> **Consigne A**
Reproduisez sans aucune modification le passage du résumé sur les traces d'interactions en ligne qui va de « ABSTRACT : This article focuses » jusqu'à « such a tool. » inclus.

> **Extrait du texte**
· · · · ·

MOTS CLÉS : échanges en ligne, manipulation de corpus textuels, analyse qualitative, anonymisation, diffusion de corpus.

ABSTRACT : This article focuses on the traces of interactions between students and tutors during an online training. We examine both, the issues of access to these traces as well as their manipulation by the researcher. This reflection was guided by the need to access the data of an online course that became unavailable at some point. This challenge resulted in the development of a tool called Visualizing the Content of Online Interactions (ViCoDiLi) that enables both the access to the formatted traces of online interactions (forum, chat and email), and their examination with diverse display features. The project aimed at providing tools for the researcher's activities. The objective is to provide both a model of data access and tools to assist the data corpus analysis. This article highlights the theoretical, technical and methodological issues raised by the development of such a tool.

MOTS CLÉS : Online Interactions, Manipulation of Textual Data, Qualitative Analysis, Anonymization, Data Corpus Dissemination.

· · · · ·

> **Matériel de l'exercice**
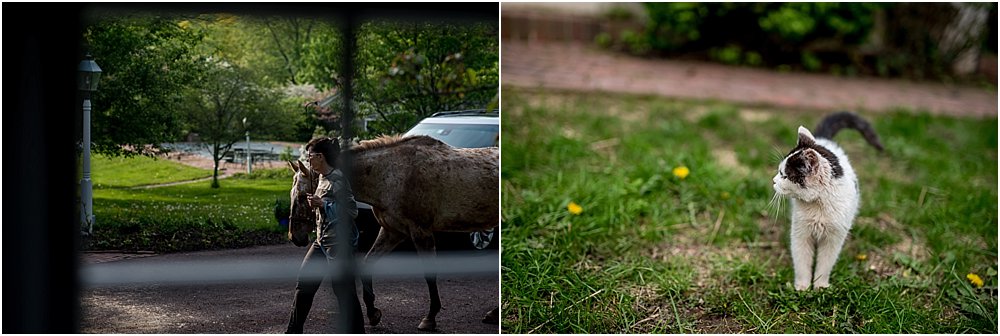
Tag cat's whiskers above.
[767,192,785,220]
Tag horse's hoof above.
[417,317,437,331]
[483,309,500,324]
[368,308,382,325]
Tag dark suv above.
[355,110,500,252]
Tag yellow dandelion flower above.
[674,166,691,180]
[965,273,983,288]
[566,202,583,215]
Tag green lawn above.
[90,155,212,189]
[501,88,997,334]
[87,157,292,252]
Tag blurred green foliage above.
[595,2,997,79]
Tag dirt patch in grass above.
[712,147,750,177]
[846,213,930,278]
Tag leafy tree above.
[303,21,499,136]
[356,22,499,134]
[184,60,296,188]
[83,15,203,156]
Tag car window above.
[405,123,500,148]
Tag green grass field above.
[501,88,997,334]
[90,155,212,189]
[88,157,292,252]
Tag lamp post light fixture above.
[243,117,253,175]
[77,54,101,236]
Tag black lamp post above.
[77,54,101,235]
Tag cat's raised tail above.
[815,111,883,152]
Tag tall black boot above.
[285,288,316,334]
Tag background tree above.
[357,22,499,134]
[84,15,203,156]
[303,21,499,137]
[184,60,296,188]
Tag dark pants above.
[285,242,365,334]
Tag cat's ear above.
[799,126,816,146]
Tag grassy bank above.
[501,88,997,333]
[86,158,291,252]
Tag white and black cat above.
[773,112,882,290]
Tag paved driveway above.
[80,244,499,334]
[500,40,997,117]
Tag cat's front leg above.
[791,230,815,291]
[813,230,847,288]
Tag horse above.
[288,135,500,331]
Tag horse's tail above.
[816,111,884,151]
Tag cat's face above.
[772,126,843,200]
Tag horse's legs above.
[410,228,441,331]
[361,223,406,325]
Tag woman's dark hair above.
[306,137,340,168]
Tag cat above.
[772,112,884,291]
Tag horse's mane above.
[351,134,444,153]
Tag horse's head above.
[288,161,319,246]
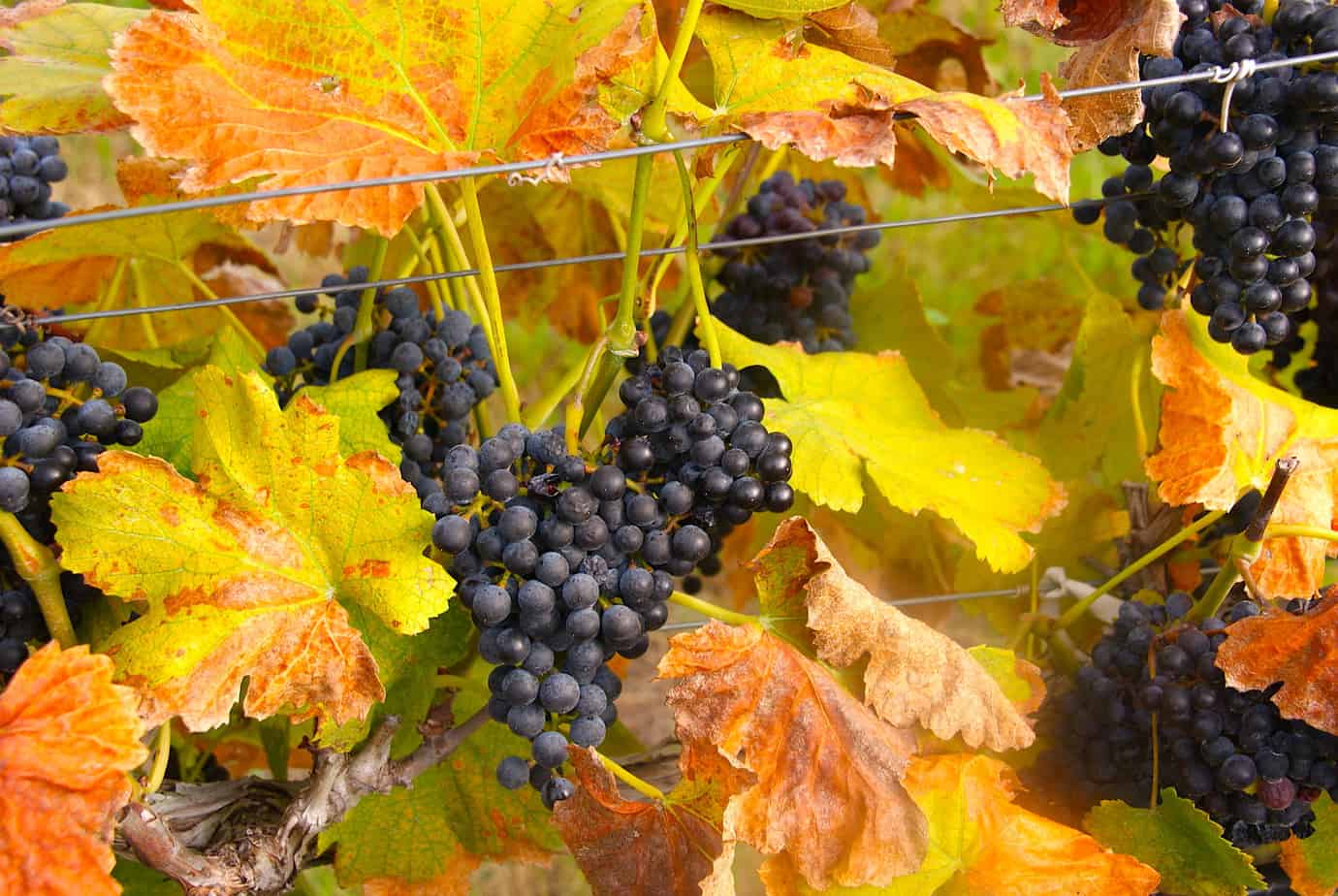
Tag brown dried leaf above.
[753,516,1035,752]
[1218,589,1338,734]
[553,748,733,896]
[0,642,147,896]
[659,622,926,888]
[1060,0,1184,152]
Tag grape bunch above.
[712,172,879,354]
[0,137,70,242]
[605,345,795,592]
[265,268,497,512]
[432,346,793,807]
[1042,592,1338,848]
[0,315,158,675]
[1073,0,1338,354]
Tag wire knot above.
[506,152,567,187]
[1208,59,1257,134]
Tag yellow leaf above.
[716,322,1064,571]
[52,368,451,730]
[107,0,658,236]
[0,0,148,134]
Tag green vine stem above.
[641,0,704,143]
[673,152,721,368]
[331,237,391,382]
[669,592,761,625]
[1056,511,1226,630]
[605,154,654,357]
[595,751,665,802]
[0,511,79,650]
[449,177,521,420]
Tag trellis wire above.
[32,194,1149,324]
[0,49,1338,248]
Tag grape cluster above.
[432,346,793,807]
[605,345,795,592]
[1073,0,1338,354]
[0,314,158,675]
[1042,592,1338,848]
[265,268,497,512]
[712,172,879,354]
[0,137,70,242]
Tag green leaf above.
[719,0,848,18]
[52,368,454,730]
[318,682,562,886]
[137,329,268,473]
[716,321,1064,571]
[1082,787,1264,896]
[0,3,147,134]
[289,370,401,464]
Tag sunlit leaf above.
[52,368,451,730]
[0,642,147,896]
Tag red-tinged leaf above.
[0,643,147,896]
[107,0,658,236]
[659,622,926,888]
[1218,589,1338,734]
[553,748,737,896]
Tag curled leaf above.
[0,642,147,896]
[752,516,1035,752]
[1145,310,1338,595]
[1218,590,1338,734]
[553,748,733,896]
[659,622,925,888]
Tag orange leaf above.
[906,754,1160,896]
[553,748,733,896]
[752,516,1035,751]
[1060,0,1184,152]
[1218,589,1338,734]
[659,622,925,886]
[107,0,657,236]
[1145,310,1338,595]
[0,643,147,896]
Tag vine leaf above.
[553,748,737,896]
[0,642,147,896]
[1218,589,1338,734]
[761,754,1158,896]
[318,678,562,893]
[1060,0,1184,152]
[1082,787,1264,896]
[750,516,1043,752]
[697,8,1073,201]
[1279,793,1338,896]
[715,321,1065,572]
[0,197,277,353]
[1145,310,1338,595]
[659,622,926,888]
[52,368,451,730]
[107,0,659,236]
[0,0,147,134]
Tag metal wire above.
[0,49,1338,245]
[32,193,1151,324]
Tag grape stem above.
[1054,511,1226,630]
[669,592,761,625]
[595,751,665,802]
[449,177,521,420]
[673,152,721,368]
[0,511,79,650]
[331,237,391,382]
[140,720,172,800]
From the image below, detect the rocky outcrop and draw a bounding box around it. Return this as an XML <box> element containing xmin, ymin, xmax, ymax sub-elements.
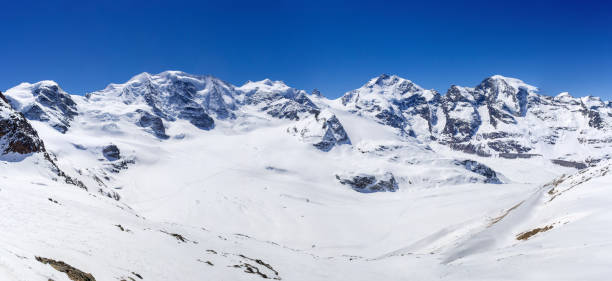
<box><xmin>0</xmin><ymin>93</ymin><xmax>45</xmax><ymax>155</ymax></box>
<box><xmin>136</xmin><ymin>109</ymin><xmax>169</xmax><ymax>139</ymax></box>
<box><xmin>287</xmin><ymin>110</ymin><xmax>351</xmax><ymax>151</ymax></box>
<box><xmin>336</xmin><ymin>172</ymin><xmax>399</xmax><ymax>193</ymax></box>
<box><xmin>455</xmin><ymin>160</ymin><xmax>502</xmax><ymax>184</ymax></box>
<box><xmin>339</xmin><ymin>75</ymin><xmax>612</xmax><ymax>163</ymax></box>
<box><xmin>102</xmin><ymin>144</ymin><xmax>121</xmax><ymax>161</ymax></box>
<box><xmin>238</xmin><ymin>79</ymin><xmax>319</xmax><ymax>121</ymax></box>
<box><xmin>6</xmin><ymin>81</ymin><xmax>78</xmax><ymax>133</ymax></box>
<box><xmin>36</xmin><ymin>257</ymin><xmax>96</xmax><ymax>281</ymax></box>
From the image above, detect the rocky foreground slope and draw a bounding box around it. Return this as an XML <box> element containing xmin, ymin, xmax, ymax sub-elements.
<box><xmin>0</xmin><ymin>71</ymin><xmax>612</xmax><ymax>280</ymax></box>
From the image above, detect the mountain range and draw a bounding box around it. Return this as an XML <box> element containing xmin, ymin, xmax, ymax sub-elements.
<box><xmin>0</xmin><ymin>71</ymin><xmax>612</xmax><ymax>280</ymax></box>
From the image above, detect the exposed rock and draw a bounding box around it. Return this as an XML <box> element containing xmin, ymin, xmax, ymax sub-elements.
<box><xmin>0</xmin><ymin>93</ymin><xmax>45</xmax><ymax>155</ymax></box>
<box><xmin>136</xmin><ymin>109</ymin><xmax>169</xmax><ymax>139</ymax></box>
<box><xmin>455</xmin><ymin>160</ymin><xmax>502</xmax><ymax>184</ymax></box>
<box><xmin>7</xmin><ymin>81</ymin><xmax>78</xmax><ymax>133</ymax></box>
<box><xmin>336</xmin><ymin>172</ymin><xmax>399</xmax><ymax>193</ymax></box>
<box><xmin>102</xmin><ymin>144</ymin><xmax>121</xmax><ymax>161</ymax></box>
<box><xmin>550</xmin><ymin>159</ymin><xmax>587</xmax><ymax>170</ymax></box>
<box><xmin>238</xmin><ymin>79</ymin><xmax>319</xmax><ymax>120</ymax></box>
<box><xmin>36</xmin><ymin>257</ymin><xmax>96</xmax><ymax>281</ymax></box>
<box><xmin>287</xmin><ymin>110</ymin><xmax>351</xmax><ymax>151</ymax></box>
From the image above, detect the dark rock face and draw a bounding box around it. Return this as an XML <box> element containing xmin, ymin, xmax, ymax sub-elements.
<box><xmin>245</xmin><ymin>89</ymin><xmax>319</xmax><ymax>120</ymax></box>
<box><xmin>455</xmin><ymin>160</ymin><xmax>502</xmax><ymax>184</ymax></box>
<box><xmin>136</xmin><ymin>109</ymin><xmax>169</xmax><ymax>139</ymax></box>
<box><xmin>102</xmin><ymin>144</ymin><xmax>121</xmax><ymax>161</ymax></box>
<box><xmin>0</xmin><ymin>93</ymin><xmax>45</xmax><ymax>155</ymax></box>
<box><xmin>550</xmin><ymin>159</ymin><xmax>588</xmax><ymax>170</ymax></box>
<box><xmin>314</xmin><ymin>113</ymin><xmax>351</xmax><ymax>151</ymax></box>
<box><xmin>36</xmin><ymin>257</ymin><xmax>96</xmax><ymax>281</ymax></box>
<box><xmin>336</xmin><ymin>173</ymin><xmax>399</xmax><ymax>193</ymax></box>
<box><xmin>12</xmin><ymin>82</ymin><xmax>78</xmax><ymax>133</ymax></box>
<box><xmin>178</xmin><ymin>106</ymin><xmax>215</xmax><ymax>130</ymax></box>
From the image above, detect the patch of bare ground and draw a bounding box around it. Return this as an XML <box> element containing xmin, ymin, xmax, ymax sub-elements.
<box><xmin>516</xmin><ymin>225</ymin><xmax>553</xmax><ymax>240</ymax></box>
<box><xmin>160</xmin><ymin>230</ymin><xmax>198</xmax><ymax>244</ymax></box>
<box><xmin>36</xmin><ymin>257</ymin><xmax>96</xmax><ymax>281</ymax></box>
<box><xmin>488</xmin><ymin>201</ymin><xmax>525</xmax><ymax>227</ymax></box>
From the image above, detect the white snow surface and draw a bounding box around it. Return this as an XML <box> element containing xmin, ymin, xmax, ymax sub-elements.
<box><xmin>0</xmin><ymin>71</ymin><xmax>612</xmax><ymax>281</ymax></box>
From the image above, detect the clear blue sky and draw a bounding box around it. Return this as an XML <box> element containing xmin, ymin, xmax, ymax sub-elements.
<box><xmin>0</xmin><ymin>0</ymin><xmax>612</xmax><ymax>99</ymax></box>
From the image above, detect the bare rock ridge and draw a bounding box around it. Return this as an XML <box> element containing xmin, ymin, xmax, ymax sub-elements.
<box><xmin>7</xmin><ymin>71</ymin><xmax>612</xmax><ymax>163</ymax></box>
<box><xmin>0</xmin><ymin>92</ymin><xmax>87</xmax><ymax>189</ymax></box>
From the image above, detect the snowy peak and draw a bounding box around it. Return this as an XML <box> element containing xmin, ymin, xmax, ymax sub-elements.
<box><xmin>237</xmin><ymin>79</ymin><xmax>319</xmax><ymax>120</ymax></box>
<box><xmin>6</xmin><ymin>81</ymin><xmax>78</xmax><ymax>133</ymax></box>
<box><xmin>475</xmin><ymin>75</ymin><xmax>538</xmax><ymax>116</ymax></box>
<box><xmin>340</xmin><ymin>74</ymin><xmax>440</xmax><ymax>134</ymax></box>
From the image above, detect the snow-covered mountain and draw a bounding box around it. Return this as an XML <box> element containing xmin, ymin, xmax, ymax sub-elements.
<box><xmin>0</xmin><ymin>71</ymin><xmax>612</xmax><ymax>280</ymax></box>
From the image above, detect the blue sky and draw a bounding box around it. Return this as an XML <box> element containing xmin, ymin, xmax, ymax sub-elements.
<box><xmin>0</xmin><ymin>0</ymin><xmax>612</xmax><ymax>99</ymax></box>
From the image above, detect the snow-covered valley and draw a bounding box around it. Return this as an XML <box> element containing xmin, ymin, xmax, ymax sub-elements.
<box><xmin>0</xmin><ymin>71</ymin><xmax>612</xmax><ymax>281</ymax></box>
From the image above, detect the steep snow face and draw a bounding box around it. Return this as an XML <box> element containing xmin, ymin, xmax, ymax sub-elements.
<box><xmin>287</xmin><ymin>110</ymin><xmax>351</xmax><ymax>151</ymax></box>
<box><xmin>340</xmin><ymin>74</ymin><xmax>440</xmax><ymax>135</ymax></box>
<box><xmin>0</xmin><ymin>72</ymin><xmax>612</xmax><ymax>280</ymax></box>
<box><xmin>5</xmin><ymin>81</ymin><xmax>78</xmax><ymax>133</ymax></box>
<box><xmin>237</xmin><ymin>79</ymin><xmax>319</xmax><ymax>120</ymax></box>
<box><xmin>330</xmin><ymin>75</ymin><xmax>612</xmax><ymax>163</ymax></box>
<box><xmin>87</xmin><ymin>71</ymin><xmax>237</xmax><ymax>131</ymax></box>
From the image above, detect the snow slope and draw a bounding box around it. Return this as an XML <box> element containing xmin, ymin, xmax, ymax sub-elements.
<box><xmin>0</xmin><ymin>71</ymin><xmax>612</xmax><ymax>280</ymax></box>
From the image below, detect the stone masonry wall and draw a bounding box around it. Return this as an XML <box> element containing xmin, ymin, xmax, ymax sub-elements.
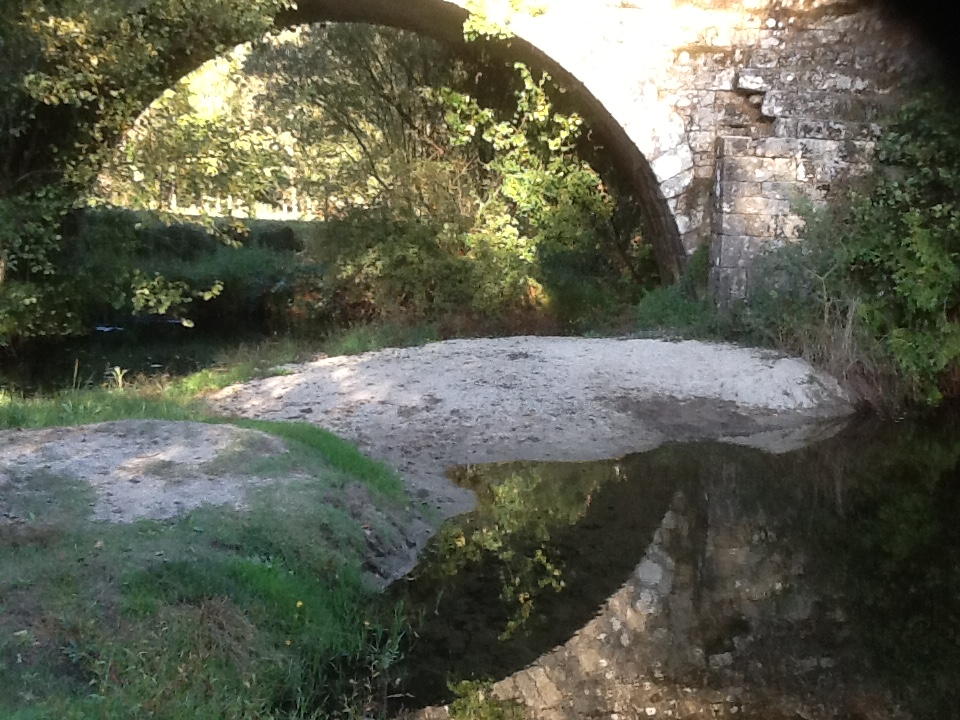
<box><xmin>289</xmin><ymin>0</ymin><xmax>929</xmax><ymax>301</ymax></box>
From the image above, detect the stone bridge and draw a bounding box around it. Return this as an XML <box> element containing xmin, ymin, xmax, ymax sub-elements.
<box><xmin>272</xmin><ymin>0</ymin><xmax>928</xmax><ymax>299</ymax></box>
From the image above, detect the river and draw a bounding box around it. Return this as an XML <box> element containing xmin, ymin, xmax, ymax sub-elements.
<box><xmin>392</xmin><ymin>411</ymin><xmax>960</xmax><ymax>720</ymax></box>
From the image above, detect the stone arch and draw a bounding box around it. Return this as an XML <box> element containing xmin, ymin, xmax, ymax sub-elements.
<box><xmin>266</xmin><ymin>0</ymin><xmax>703</xmax><ymax>282</ymax></box>
<box><xmin>159</xmin><ymin>0</ymin><xmax>931</xmax><ymax>302</ymax></box>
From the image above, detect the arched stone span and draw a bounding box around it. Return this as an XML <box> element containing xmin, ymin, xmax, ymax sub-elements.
<box><xmin>278</xmin><ymin>0</ymin><xmax>690</xmax><ymax>282</ymax></box>
<box><xmin>182</xmin><ymin>0</ymin><xmax>927</xmax><ymax>300</ymax></box>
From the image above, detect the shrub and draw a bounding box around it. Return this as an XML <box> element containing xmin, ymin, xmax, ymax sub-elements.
<box><xmin>745</xmin><ymin>90</ymin><xmax>960</xmax><ymax>404</ymax></box>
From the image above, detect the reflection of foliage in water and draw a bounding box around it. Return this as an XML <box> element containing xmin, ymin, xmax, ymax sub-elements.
<box><xmin>432</xmin><ymin>463</ymin><xmax>616</xmax><ymax>639</ymax></box>
<box><xmin>732</xmin><ymin>414</ymin><xmax>960</xmax><ymax>718</ymax></box>
<box><xmin>812</xmin><ymin>420</ymin><xmax>960</xmax><ymax>718</ymax></box>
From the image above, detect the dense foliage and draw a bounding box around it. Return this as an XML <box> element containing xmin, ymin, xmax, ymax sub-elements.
<box><xmin>0</xmin><ymin>9</ymin><xmax>655</xmax><ymax>343</ymax></box>
<box><xmin>0</xmin><ymin>0</ymin><xmax>286</xmax><ymax>344</ymax></box>
<box><xmin>743</xmin><ymin>90</ymin><xmax>960</xmax><ymax>404</ymax></box>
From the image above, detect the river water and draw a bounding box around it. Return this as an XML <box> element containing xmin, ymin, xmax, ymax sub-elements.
<box><xmin>393</xmin><ymin>412</ymin><xmax>960</xmax><ymax>720</ymax></box>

· · · · ·

> **Consigne B**
Remplacez « dandelion » par « buttercup » dans les lignes des enregistrements qui vont du début des enregistrements jusqu'à la ligne contenant « [595,2,997,79] » incluse, sans rien changer d'autre. Donnez seulement ces lignes et laissez les images de côté.

> **Réponse complète A**
ABSTRACT : This article focuses on the traces of interactions between students and tutors during an online training. We examine both, the issues of access to these traces as well as their manipulation by the researcher. This reflection was guided by the need to access the data of an online course that became unavailable at some point. This challenge resulted in the development of a tool called Visualizing the Content of Online Interactions (ViCoDiLi) that enables both the access to the formatted traces of online interactions (forum, chat and email), and their examination with diverse display features. The project aimed at providing tools for the researcher's activities. The objective is to provide both a model of data access and tools to assist the data corpus analysis. This article highlights the theoretical, technical and methodological issues raised by the development of such a tool.

> **Réponse complète B**
Tag cat's whiskers above.
[767,192,785,220]
Tag horse's hoof above.
[417,317,437,331]
[483,309,500,324]
[368,308,382,325]
Tag dark suv above.
[355,110,500,252]
Tag yellow buttercup flower above.
[674,166,691,180]
[965,273,983,288]
[566,202,583,215]
Tag green lawn above.
[90,155,212,189]
[501,88,997,334]
[87,157,292,252]
Tag blurred green foliage above.
[595,2,997,79]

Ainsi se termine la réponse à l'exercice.